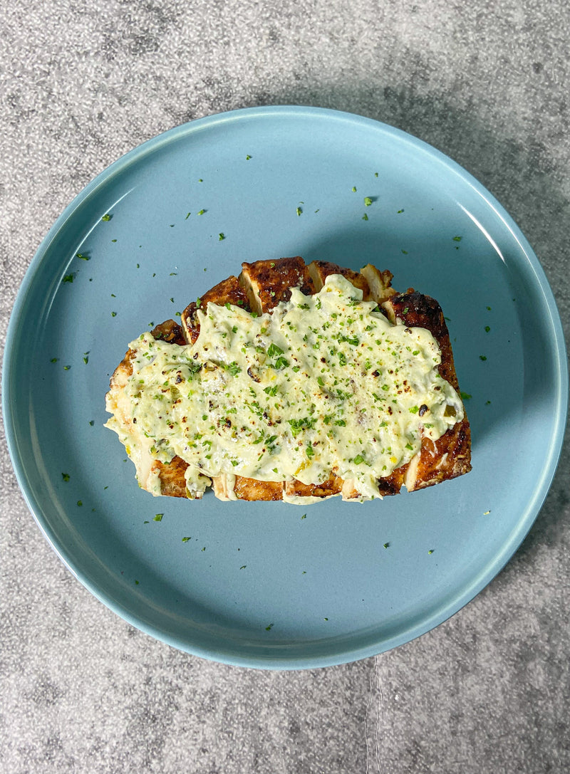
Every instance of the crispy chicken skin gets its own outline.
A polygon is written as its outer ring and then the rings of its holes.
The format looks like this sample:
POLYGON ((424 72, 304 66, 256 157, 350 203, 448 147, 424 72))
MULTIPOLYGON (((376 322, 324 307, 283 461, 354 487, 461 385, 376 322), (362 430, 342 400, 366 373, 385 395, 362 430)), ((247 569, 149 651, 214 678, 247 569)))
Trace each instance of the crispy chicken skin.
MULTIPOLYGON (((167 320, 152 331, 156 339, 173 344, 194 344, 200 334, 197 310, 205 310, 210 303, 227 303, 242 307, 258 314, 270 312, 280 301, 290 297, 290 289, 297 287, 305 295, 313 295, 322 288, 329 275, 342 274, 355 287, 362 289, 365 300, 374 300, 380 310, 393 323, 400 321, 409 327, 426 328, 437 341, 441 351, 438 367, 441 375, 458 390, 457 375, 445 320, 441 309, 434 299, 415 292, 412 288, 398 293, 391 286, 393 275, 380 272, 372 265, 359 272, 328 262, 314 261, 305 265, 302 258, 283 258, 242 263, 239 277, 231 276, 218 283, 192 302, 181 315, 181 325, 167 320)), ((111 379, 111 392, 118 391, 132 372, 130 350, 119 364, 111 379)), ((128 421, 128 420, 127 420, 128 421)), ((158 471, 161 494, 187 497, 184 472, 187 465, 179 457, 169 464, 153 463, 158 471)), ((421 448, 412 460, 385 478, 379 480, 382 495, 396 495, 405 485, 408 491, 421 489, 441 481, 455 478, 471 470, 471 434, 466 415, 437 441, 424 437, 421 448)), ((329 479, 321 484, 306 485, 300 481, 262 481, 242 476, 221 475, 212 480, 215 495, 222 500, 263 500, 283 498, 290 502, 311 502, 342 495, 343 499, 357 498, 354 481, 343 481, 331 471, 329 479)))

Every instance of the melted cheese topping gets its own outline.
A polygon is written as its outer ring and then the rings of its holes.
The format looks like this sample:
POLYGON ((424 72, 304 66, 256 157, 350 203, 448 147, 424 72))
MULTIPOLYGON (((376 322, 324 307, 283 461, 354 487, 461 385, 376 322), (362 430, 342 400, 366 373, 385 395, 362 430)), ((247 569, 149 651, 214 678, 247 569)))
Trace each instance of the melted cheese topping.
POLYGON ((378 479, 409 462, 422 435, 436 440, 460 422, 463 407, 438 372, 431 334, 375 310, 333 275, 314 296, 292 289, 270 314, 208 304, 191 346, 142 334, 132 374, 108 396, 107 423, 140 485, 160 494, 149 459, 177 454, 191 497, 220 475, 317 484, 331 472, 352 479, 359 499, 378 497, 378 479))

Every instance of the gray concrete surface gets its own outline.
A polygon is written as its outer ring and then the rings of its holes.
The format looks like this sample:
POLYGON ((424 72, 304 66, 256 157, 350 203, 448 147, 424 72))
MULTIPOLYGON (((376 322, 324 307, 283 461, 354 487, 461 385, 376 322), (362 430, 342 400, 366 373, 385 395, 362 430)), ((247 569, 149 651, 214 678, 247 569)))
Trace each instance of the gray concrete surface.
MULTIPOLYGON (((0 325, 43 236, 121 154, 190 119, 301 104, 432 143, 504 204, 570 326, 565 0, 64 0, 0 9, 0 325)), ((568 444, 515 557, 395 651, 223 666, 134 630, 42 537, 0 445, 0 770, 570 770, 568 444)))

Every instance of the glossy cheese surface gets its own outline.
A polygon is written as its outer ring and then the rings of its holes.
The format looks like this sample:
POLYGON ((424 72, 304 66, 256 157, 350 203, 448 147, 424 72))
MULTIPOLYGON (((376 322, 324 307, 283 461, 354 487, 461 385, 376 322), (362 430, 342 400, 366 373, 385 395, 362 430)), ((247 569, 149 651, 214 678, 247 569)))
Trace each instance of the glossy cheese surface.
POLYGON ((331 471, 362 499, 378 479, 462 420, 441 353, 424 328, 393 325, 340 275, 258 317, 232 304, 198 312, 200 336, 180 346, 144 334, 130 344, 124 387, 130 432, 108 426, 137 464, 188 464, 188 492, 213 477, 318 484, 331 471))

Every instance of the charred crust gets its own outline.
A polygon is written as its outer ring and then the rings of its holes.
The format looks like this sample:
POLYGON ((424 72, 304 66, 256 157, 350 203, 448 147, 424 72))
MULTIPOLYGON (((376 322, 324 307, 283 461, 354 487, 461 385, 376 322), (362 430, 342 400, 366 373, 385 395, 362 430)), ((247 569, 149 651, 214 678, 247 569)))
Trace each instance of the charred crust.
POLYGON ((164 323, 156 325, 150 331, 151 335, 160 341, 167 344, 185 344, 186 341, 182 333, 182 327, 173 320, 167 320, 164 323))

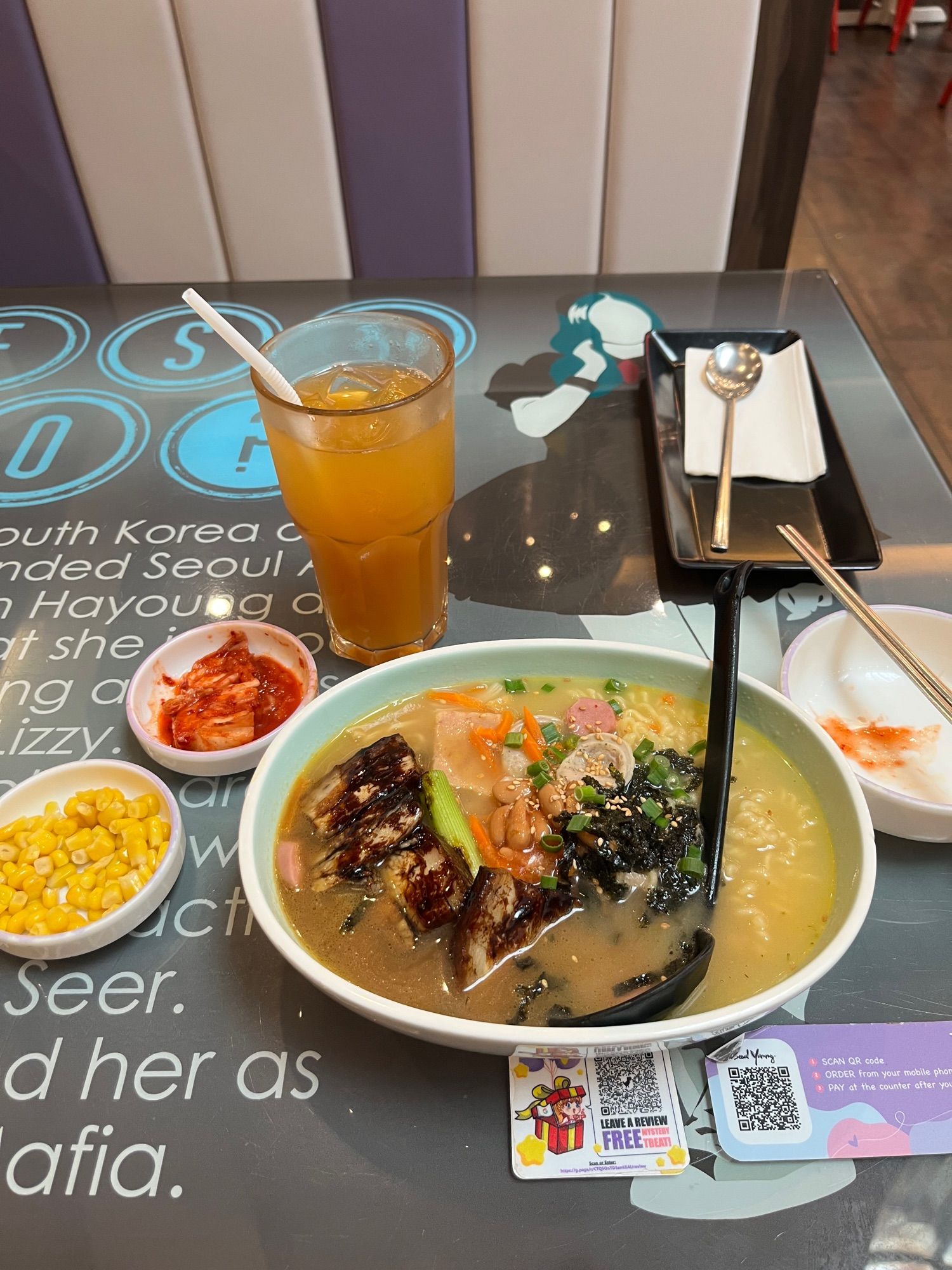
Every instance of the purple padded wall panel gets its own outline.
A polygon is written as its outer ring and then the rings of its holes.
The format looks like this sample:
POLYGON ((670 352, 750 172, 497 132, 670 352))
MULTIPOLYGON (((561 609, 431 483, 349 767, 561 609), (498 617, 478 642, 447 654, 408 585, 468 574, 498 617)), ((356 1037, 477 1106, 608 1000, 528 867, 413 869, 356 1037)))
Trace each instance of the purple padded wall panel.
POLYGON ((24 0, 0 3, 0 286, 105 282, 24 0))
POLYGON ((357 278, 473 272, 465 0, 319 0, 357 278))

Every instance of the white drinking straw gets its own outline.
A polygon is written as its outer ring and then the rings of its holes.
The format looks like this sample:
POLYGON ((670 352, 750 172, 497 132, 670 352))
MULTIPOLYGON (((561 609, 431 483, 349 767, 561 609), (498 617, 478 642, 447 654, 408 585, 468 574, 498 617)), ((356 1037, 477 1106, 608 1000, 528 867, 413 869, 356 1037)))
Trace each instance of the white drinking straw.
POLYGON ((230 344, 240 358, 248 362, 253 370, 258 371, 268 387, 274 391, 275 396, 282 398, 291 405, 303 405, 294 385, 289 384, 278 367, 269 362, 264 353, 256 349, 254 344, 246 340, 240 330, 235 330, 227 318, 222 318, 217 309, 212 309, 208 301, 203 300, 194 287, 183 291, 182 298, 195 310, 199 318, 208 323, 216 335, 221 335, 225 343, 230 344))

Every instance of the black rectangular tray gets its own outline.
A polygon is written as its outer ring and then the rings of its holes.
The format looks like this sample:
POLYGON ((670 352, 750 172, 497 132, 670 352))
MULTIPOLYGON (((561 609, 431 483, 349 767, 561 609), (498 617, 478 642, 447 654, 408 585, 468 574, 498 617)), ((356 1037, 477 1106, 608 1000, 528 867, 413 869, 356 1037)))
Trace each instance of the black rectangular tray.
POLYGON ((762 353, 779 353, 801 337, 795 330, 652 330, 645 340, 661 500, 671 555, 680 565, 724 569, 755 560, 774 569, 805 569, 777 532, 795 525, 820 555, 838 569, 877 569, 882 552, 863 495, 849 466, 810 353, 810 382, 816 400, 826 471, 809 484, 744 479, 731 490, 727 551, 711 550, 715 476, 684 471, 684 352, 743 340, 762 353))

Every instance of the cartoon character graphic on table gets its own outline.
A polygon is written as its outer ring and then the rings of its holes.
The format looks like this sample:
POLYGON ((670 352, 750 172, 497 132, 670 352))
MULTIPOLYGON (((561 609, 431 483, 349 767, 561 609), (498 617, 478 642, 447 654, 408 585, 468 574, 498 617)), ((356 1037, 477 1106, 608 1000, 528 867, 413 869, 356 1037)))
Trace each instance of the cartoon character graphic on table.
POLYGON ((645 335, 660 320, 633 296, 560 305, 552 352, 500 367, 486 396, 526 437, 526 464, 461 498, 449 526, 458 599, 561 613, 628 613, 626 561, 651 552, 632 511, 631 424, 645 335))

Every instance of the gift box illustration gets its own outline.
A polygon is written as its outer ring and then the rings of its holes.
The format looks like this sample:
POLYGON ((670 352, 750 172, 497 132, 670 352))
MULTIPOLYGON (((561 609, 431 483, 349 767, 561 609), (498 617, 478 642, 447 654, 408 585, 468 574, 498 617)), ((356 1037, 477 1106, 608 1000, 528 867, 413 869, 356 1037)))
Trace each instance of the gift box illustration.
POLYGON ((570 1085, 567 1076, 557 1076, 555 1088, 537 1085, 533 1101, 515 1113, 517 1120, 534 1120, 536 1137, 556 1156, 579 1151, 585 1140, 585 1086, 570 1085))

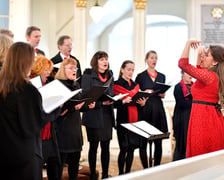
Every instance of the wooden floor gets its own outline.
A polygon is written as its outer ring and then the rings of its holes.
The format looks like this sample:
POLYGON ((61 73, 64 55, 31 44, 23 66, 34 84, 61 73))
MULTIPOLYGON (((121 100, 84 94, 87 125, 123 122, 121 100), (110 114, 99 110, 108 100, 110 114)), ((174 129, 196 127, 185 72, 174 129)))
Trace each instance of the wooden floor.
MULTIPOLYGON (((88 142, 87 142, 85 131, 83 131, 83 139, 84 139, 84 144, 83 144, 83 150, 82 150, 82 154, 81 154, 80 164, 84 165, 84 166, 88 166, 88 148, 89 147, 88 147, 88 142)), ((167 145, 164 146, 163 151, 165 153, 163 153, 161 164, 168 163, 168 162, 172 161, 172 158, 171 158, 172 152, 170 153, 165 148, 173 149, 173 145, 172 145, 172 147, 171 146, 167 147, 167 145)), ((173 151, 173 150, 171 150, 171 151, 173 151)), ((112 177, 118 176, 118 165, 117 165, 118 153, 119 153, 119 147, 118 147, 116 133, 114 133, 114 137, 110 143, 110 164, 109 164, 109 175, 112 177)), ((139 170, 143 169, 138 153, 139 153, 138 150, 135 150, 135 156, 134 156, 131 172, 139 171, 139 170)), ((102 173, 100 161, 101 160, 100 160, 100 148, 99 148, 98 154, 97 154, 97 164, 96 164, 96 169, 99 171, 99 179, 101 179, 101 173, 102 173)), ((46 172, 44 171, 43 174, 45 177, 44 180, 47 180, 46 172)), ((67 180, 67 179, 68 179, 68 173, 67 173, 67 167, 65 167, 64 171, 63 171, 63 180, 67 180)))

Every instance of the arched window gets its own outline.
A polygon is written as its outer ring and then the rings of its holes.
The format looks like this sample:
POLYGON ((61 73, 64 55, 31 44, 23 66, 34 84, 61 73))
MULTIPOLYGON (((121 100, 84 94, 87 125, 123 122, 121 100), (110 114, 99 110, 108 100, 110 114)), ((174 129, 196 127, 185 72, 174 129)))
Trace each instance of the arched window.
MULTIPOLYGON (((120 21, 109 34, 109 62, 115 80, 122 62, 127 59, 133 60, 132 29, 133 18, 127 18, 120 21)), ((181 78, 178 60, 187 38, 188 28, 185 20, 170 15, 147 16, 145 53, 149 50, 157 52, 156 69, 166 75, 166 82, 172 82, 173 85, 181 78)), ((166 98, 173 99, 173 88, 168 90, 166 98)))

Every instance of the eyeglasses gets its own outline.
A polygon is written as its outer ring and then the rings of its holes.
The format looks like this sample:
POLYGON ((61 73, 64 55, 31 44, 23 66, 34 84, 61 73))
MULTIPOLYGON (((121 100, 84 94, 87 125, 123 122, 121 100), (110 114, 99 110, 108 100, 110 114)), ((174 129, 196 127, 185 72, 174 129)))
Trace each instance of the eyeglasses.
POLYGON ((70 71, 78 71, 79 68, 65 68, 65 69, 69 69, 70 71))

### Goal
Copy out everything from the line with "Every instance of the cartoon" down to the line with "POLYGON ((645 335, 660", keeping every character the same and including both of those lines.

### Complete response
Every instance of the cartoon character graphic on table gets its own outline.
A polygon is written as its outer ring and then the rings of its holes.
The format looks like this sample:
POLYGON ((670 352, 750 172, 497 132, 670 352))
MULTIPOLYGON (((561 609, 431 483, 349 767, 561 609), (498 617, 478 642, 447 654, 408 585, 468 574, 498 617)), ((356 1037, 477 1106, 608 1000, 528 867, 413 869, 356 1037)))
Trace each instance of the cartoon character graphic on table.
POLYGON ((645 335, 660 320, 633 296, 560 305, 552 352, 500 367, 486 396, 526 437, 526 464, 461 498, 449 526, 458 599, 561 613, 628 613, 626 561, 651 552, 632 511, 631 424, 645 335))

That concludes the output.